[TEXT EXCERPT]:
[START]

# thompsons water seal used as log end grain sealer?



## hdtech (Apr 23, 2013)

does anyone know or has anyone used Thompson water seal to seal the end of a fresh cut log. I'm looking for an alternative to anchor seal that I can get locally. small town life is great except for when your looking for certain things. I hope this is the correct forum to post a question like this.


----------



## hamish (Apr 23, 2013)

Anything is better than nothing at all. 

Mud should even work, acutally should work very well.


----------



## TPA (Apr 23, 2013)

I would suspect that good ol latex paint would do better than Thompsons, but I have nothing to back that up.

I go to the big home stores in the paint area and find the shelf where they put the mistake paint that is marked down and look for any exterior paint they have. 

I have never tried anchor seal either, so I cannot compare its effectiveness against latex paint.


----------



## rjb (Apr 23, 2013)

i am new to this but some of the members on this sight suggested usin latex paint for a cheep alternative and so far so good. to my understanding and someone please corect me if im wrong but the end cut of a log is like a bundle of straws and all you are trying to do is plug the ends of the straws (log end) so that the slab or log will dry evenly insted of drying on the ends first making them split and crack


----------



## qbilder (Apr 24, 2013)

If it's something I REALLY REALLY want to keep in good shape, such as exotics, intense figure, burl, etc., then I use Titebond wood glue & paint it on all the exposed faces just like you would Anchorseal. It actually works better. Not only does it seal, but it binds as well. It's expensive but not terrible for what it does, and well worth the $5 or so per bottle to keep it in the truck when wood gathering. It's cheaper to buy it by the gallon jug. I suspect Elmers or any other brand of yellow glue would work just as well. I just use Titebond because it's what I use when building. Give it a shot. Might surprise you.


----------



## hdtech (Apr 24, 2013)

View attachment 292188
View attachment 292189

these are a couple of the pieces I'm trying to save. I believe them to be red oak but not sure. I'm new to the milling game and these were dead trees when I cut them. no leaves or anything to help identify them. but within a few hours of milling them they begin to split. starting from the middle of the width and nothing I've used yet has done anything to stop it. it's slowed it some but still splitting. I'll try your titebond method and see what it does for these. thanks for the help.


----------



## Stu in Tokyo (Apr 24, 2013)

qbilder said:


> If it's something I REALLY REALLY want to keep in good shape, such as exotics, intense figure, burl, etc., then I use Titebond wood glue & paint it on all the exposed faces just like you would Anchorseal. It actually works better. Not only does it seal, but it binds as well. It's expensive but not terrible for what it does, and well worth the $5 or so per bottle to keep it in the truck when wood gathering. It's cheaper to buy it by the gallon jug. I suspect Elmers or any other brand of yellow glue would work just as well. I just use Titebond because it's what I use when building. Give it a shot. Might surprise you.

[END]

[PROVIDED INFORMATION]:

[START]

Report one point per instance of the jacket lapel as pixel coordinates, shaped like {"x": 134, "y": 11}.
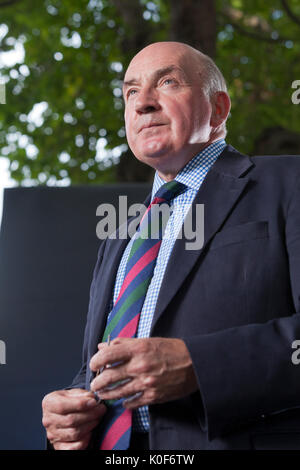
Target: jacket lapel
{"x": 219, "y": 193}
{"x": 106, "y": 281}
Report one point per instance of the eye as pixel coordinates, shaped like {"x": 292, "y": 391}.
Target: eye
{"x": 131, "y": 92}
{"x": 168, "y": 81}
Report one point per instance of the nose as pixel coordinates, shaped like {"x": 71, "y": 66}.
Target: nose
{"x": 147, "y": 101}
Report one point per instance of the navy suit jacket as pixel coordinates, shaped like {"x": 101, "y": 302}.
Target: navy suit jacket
{"x": 235, "y": 302}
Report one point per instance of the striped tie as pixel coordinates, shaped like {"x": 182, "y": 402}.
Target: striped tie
{"x": 124, "y": 317}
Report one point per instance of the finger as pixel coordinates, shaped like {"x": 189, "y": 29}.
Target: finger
{"x": 110, "y": 358}
{"x": 79, "y": 445}
{"x": 71, "y": 434}
{"x": 122, "y": 391}
{"x": 73, "y": 419}
{"x": 119, "y": 351}
{"x": 64, "y": 404}
{"x": 138, "y": 400}
{"x": 110, "y": 377}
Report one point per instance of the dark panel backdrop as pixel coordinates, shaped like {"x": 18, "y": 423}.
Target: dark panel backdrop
{"x": 48, "y": 249}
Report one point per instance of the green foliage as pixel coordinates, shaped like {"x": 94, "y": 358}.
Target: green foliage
{"x": 73, "y": 51}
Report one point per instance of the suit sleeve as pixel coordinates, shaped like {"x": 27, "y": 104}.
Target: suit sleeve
{"x": 79, "y": 379}
{"x": 246, "y": 372}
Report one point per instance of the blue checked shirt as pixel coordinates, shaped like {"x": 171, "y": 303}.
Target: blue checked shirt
{"x": 192, "y": 175}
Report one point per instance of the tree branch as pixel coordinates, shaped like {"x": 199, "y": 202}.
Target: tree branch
{"x": 8, "y": 3}
{"x": 254, "y": 34}
{"x": 289, "y": 12}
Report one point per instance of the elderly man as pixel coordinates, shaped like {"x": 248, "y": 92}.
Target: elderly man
{"x": 201, "y": 339}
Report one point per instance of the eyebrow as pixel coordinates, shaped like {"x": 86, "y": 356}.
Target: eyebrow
{"x": 157, "y": 74}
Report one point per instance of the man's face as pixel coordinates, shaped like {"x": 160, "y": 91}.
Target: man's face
{"x": 167, "y": 113}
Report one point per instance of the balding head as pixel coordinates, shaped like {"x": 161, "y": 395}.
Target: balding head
{"x": 175, "y": 105}
{"x": 211, "y": 78}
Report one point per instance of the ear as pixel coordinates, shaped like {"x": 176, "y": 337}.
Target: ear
{"x": 220, "y": 108}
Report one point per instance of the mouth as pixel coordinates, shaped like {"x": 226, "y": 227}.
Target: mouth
{"x": 151, "y": 125}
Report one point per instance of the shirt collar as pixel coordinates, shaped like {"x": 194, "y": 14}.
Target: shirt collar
{"x": 190, "y": 174}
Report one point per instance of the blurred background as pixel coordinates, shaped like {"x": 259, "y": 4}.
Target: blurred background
{"x": 63, "y": 151}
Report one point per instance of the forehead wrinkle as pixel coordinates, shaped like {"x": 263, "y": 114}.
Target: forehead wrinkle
{"x": 155, "y": 75}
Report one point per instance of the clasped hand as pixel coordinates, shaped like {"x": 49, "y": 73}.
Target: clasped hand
{"x": 145, "y": 370}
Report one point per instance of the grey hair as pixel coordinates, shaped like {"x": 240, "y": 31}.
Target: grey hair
{"x": 212, "y": 79}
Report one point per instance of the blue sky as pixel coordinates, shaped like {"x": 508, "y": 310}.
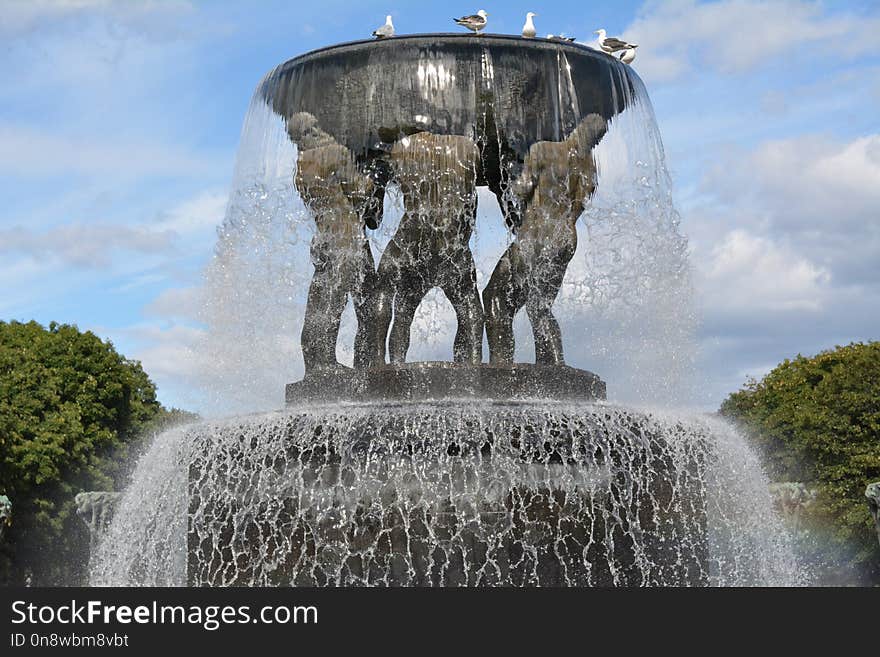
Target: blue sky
{"x": 120, "y": 119}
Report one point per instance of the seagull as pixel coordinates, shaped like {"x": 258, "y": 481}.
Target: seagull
{"x": 628, "y": 55}
{"x": 474, "y": 23}
{"x": 612, "y": 44}
{"x": 529, "y": 28}
{"x": 386, "y": 30}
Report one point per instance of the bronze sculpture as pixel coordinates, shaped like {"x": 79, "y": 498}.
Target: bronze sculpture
{"x": 338, "y": 196}
{"x": 437, "y": 177}
{"x": 556, "y": 181}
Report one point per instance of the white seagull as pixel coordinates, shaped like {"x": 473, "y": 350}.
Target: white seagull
{"x": 612, "y": 44}
{"x": 529, "y": 31}
{"x": 386, "y": 30}
{"x": 474, "y": 23}
{"x": 628, "y": 55}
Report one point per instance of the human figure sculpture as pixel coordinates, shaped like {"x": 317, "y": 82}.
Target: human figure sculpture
{"x": 5, "y": 514}
{"x": 872, "y": 492}
{"x": 556, "y": 180}
{"x": 437, "y": 177}
{"x": 339, "y": 197}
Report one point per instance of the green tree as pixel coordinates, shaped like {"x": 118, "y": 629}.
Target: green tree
{"x": 71, "y": 411}
{"x": 817, "y": 420}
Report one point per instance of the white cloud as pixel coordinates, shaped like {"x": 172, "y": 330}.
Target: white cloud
{"x": 23, "y": 17}
{"x": 84, "y": 245}
{"x": 202, "y": 212}
{"x": 735, "y": 36}
{"x": 747, "y": 273}
{"x": 821, "y": 195}
{"x": 26, "y": 150}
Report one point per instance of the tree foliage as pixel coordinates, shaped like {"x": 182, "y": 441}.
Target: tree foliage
{"x": 71, "y": 411}
{"x": 817, "y": 420}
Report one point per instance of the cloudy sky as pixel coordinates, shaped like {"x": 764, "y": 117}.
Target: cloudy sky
{"x": 119, "y": 122}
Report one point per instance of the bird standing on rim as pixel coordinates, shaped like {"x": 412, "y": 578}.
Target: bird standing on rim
{"x": 529, "y": 31}
{"x": 386, "y": 30}
{"x": 612, "y": 44}
{"x": 628, "y": 55}
{"x": 474, "y": 23}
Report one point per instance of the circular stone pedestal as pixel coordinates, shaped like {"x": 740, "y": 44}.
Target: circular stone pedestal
{"x": 442, "y": 380}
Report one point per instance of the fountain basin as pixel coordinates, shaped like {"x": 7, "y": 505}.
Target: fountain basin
{"x": 443, "y": 380}
{"x": 505, "y": 92}
{"x": 448, "y": 494}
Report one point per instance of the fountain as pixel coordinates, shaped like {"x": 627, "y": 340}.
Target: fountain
{"x": 363, "y": 174}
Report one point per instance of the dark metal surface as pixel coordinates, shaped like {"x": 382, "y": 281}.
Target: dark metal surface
{"x": 499, "y": 88}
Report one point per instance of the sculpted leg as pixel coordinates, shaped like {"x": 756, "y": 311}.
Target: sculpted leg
{"x": 502, "y": 297}
{"x": 406, "y": 302}
{"x": 468, "y": 345}
{"x": 364, "y": 299}
{"x": 324, "y": 308}
{"x": 548, "y": 335}
{"x": 387, "y": 282}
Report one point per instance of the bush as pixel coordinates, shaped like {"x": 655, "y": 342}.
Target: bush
{"x": 71, "y": 411}
{"x": 817, "y": 420}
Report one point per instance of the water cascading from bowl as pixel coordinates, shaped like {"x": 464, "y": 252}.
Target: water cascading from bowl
{"x": 506, "y": 154}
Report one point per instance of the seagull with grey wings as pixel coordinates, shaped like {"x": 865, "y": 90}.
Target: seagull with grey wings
{"x": 386, "y": 30}
{"x": 474, "y": 23}
{"x": 612, "y": 45}
{"x": 628, "y": 55}
{"x": 529, "y": 30}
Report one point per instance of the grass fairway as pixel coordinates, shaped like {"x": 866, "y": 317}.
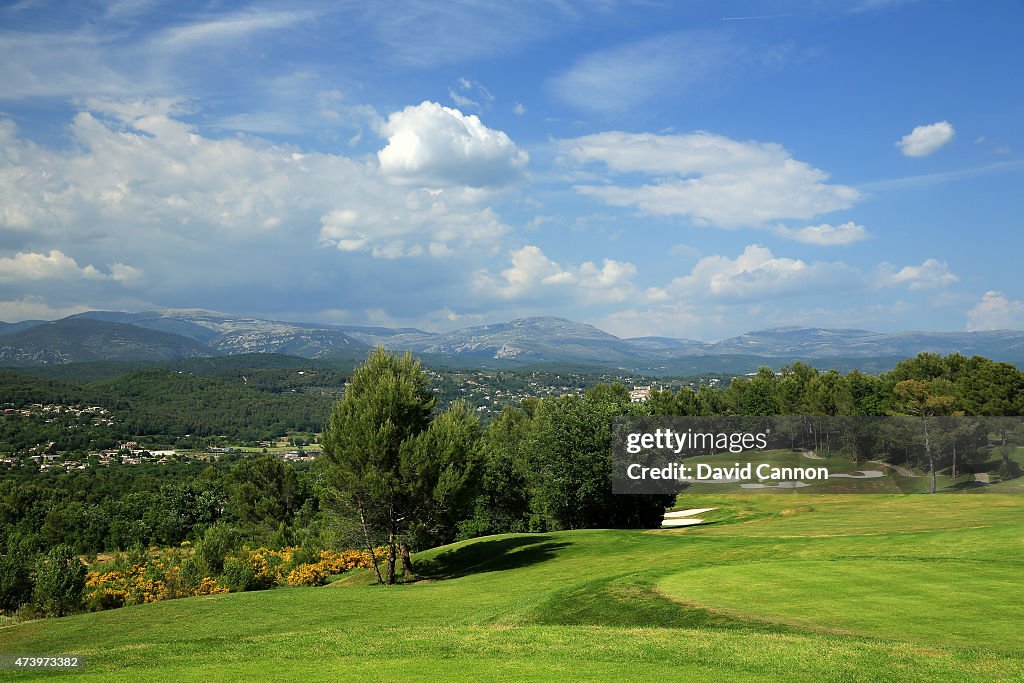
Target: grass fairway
{"x": 801, "y": 588}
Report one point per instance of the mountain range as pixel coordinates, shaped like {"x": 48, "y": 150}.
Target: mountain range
{"x": 531, "y": 341}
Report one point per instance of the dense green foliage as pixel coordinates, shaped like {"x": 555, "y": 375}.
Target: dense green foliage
{"x": 393, "y": 469}
{"x": 59, "y": 582}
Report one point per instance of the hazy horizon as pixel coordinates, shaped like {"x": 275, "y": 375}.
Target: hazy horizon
{"x": 692, "y": 171}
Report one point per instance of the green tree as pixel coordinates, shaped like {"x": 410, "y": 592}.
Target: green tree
{"x": 388, "y": 468}
{"x": 59, "y": 582}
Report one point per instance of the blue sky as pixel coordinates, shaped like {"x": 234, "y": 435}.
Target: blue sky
{"x": 691, "y": 169}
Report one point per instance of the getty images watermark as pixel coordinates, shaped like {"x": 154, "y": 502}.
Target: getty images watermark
{"x": 815, "y": 454}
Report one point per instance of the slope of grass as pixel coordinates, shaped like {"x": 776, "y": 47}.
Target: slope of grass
{"x": 804, "y": 588}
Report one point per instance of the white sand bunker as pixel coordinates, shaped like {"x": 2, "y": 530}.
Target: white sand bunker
{"x": 687, "y": 513}
{"x": 684, "y": 521}
{"x": 902, "y": 471}
{"x": 780, "y": 484}
{"x": 861, "y": 474}
{"x": 683, "y": 517}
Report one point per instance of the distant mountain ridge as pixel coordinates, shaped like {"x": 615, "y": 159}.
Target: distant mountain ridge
{"x": 186, "y": 333}
{"x": 77, "y": 340}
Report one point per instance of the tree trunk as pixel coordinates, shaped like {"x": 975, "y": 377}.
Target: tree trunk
{"x": 390, "y": 558}
{"x": 370, "y": 545}
{"x": 407, "y": 562}
{"x": 931, "y": 456}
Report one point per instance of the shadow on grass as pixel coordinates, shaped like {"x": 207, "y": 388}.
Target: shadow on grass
{"x": 495, "y": 555}
{"x": 632, "y": 601}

[END]

[TASKS FOR THIS EXERCISE]:
1. In the forum thread on sealing log end grain, what does qbilder paint on the exposed faces of wood he really wants to keep in good shape?
2. Pick up the forum thread on sealing log end grain after its final line and continue it.

[REPLIES]:
1. Titebond wood glue.

2.
I can't get anchor seal over here in Japan, so I use the regular wood glue, but I thin it about 1 part water 2 parts glue, it dries a bit faster and goes on easier, and seems to get into more nooks and crannies too, not to mention a bag of glue goes further this way. Use warm (NOT HOT!) water it makes mixing it easier, I put it in a big jar and then use my paint mixer and a cordless drill.

Cheers!


----------



## Stu in Tokyo (Apr 24, 2013)

hdtech said:


> View attachment 292188
> View attachment 292189
> 
> these are a couple of the pieces I'm trying to save. I believe them to be red oak but not sure. I'm new to the milling game and these were dead trees when I cut them. no leaves or anything to help identify them. but within a few hours of milling them they begin to split. starting from the middle of the width and nothing I've used yet has done anything to stop it. it's slowed it some but still splitting. I'll try your titebond method and see what it does for these. thanks for the help.



I agree it looks like Oak. The splits sound more like stress fractures, the wood might just have those in them, and there is nothing you can do about it. You don't know how or when the trees were felled, could have come down during a storm, which could put a lot of cracks in the wood.

Pretty wood for sure!


----------



## hdtech (Apr 24, 2013)

the trees were only on the ground a few weeks before I got them and I cut them into manageable pieces that I could get onto my trailer. the guy I got them from loaded them for me with his tractor with root grapple attachment and was pretty easy on them. I was thinking the cracking is happening cause it's dead wood. they have been dead long enough that the bark is starting to come off in some places. but seeing has how I'm very new to this I figured they would be good for practice. if I messed up some how it wouldn't be that big of a deal. especially seeing as he was goin to burn them.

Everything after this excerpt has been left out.